» **Information**:
+---+
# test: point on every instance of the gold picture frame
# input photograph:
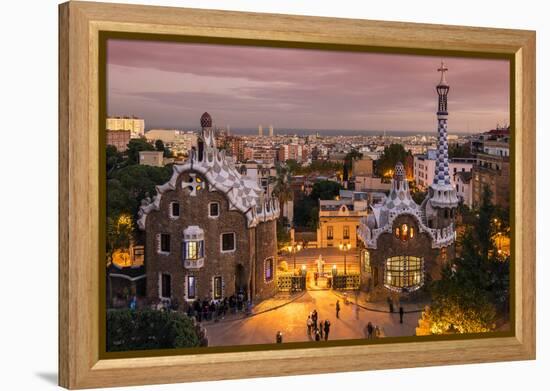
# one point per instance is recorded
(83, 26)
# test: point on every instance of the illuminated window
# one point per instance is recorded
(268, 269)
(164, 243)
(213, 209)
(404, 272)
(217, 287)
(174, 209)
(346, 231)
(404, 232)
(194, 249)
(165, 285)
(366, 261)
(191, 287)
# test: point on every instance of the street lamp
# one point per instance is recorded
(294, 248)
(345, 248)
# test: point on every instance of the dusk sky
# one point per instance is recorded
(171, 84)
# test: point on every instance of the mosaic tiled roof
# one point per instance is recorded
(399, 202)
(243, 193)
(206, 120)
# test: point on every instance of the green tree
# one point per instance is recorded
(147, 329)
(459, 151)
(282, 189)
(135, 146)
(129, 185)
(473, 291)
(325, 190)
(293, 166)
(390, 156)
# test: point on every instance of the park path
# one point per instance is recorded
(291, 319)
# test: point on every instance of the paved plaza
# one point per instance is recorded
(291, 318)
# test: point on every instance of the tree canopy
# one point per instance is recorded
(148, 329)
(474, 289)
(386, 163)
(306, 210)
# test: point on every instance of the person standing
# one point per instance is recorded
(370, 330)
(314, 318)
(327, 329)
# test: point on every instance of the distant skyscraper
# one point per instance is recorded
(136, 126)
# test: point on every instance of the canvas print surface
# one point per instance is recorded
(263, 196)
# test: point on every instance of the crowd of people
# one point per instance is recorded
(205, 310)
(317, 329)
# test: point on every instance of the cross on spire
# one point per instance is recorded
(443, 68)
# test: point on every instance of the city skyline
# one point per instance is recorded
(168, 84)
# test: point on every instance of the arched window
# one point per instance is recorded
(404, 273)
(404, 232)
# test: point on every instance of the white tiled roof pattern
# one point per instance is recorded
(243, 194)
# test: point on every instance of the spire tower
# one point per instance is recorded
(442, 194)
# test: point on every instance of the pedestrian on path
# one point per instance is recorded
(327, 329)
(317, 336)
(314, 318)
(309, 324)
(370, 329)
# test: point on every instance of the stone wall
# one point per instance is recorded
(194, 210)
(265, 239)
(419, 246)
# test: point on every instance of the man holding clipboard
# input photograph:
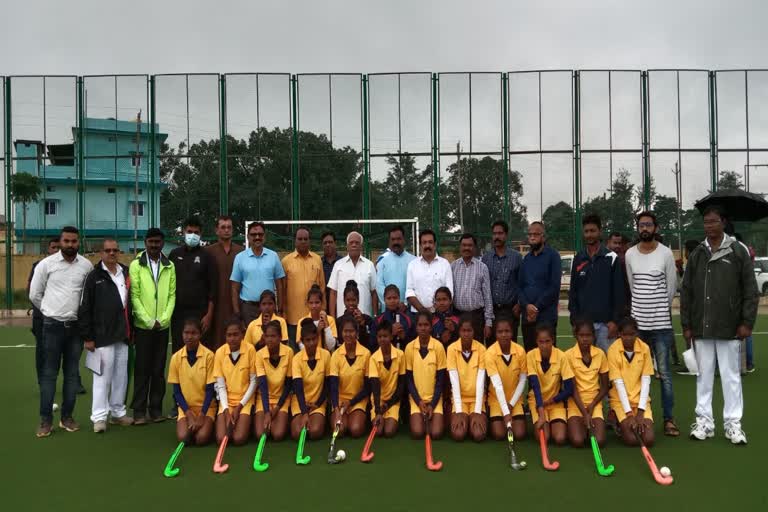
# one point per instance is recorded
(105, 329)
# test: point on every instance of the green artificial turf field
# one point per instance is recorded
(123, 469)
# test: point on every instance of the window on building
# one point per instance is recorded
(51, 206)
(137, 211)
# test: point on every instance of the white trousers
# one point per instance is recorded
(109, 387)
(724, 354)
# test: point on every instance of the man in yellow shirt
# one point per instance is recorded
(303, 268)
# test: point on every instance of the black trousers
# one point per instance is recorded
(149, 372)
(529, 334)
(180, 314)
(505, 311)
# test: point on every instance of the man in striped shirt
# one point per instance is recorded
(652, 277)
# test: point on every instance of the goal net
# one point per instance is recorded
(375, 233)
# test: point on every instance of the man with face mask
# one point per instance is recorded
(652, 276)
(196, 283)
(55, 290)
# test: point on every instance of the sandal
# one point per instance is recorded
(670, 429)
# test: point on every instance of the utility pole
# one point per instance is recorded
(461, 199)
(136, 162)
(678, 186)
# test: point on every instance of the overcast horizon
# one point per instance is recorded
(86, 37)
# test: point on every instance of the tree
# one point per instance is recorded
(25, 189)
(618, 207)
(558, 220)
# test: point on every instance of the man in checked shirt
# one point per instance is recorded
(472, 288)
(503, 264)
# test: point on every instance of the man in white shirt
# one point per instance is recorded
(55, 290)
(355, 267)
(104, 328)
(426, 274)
+---+
» **About this task**: Reproduce exactly the lines from the beginning of the material down to the line containing "# test: point on every instance of the tree canopy", both ends included, but not the pictures or anything after.

» **Response to this exercise**:
# test: point on every instance of the gold picture frame
# input photograph:
# one point per instance is recorded
(83, 26)
# test: point on every instance of the illuminated window
# one point per instance is recorded
(268, 269)
(164, 243)
(213, 209)
(404, 272)
(217, 287)
(174, 209)
(346, 231)
(404, 232)
(194, 249)
(165, 285)
(366, 261)
(191, 287)
# test: point on every instance of the street lamp
# one point per instance is recorded
(294, 248)
(345, 248)
# test: point on every instance of the dusk sky
# one point per instance is recorded
(171, 84)
# test: point on every instance of the mosaic tiled roof
# one point per instance is recorded
(399, 202)
(243, 193)
(206, 120)
# test: point on every instance of the green tree
# one point per instance is recorded
(147, 329)
(459, 151)
(282, 189)
(135, 146)
(129, 185)
(473, 291)
(325, 190)
(293, 166)
(390, 156)
# test: point on every instance of the park path
# one point per instance is recorded
(291, 319)
# test: point on every instance of the paved plaza
# one point per instance is recorded
(291, 318)
# test: point on every instance of the tree canopy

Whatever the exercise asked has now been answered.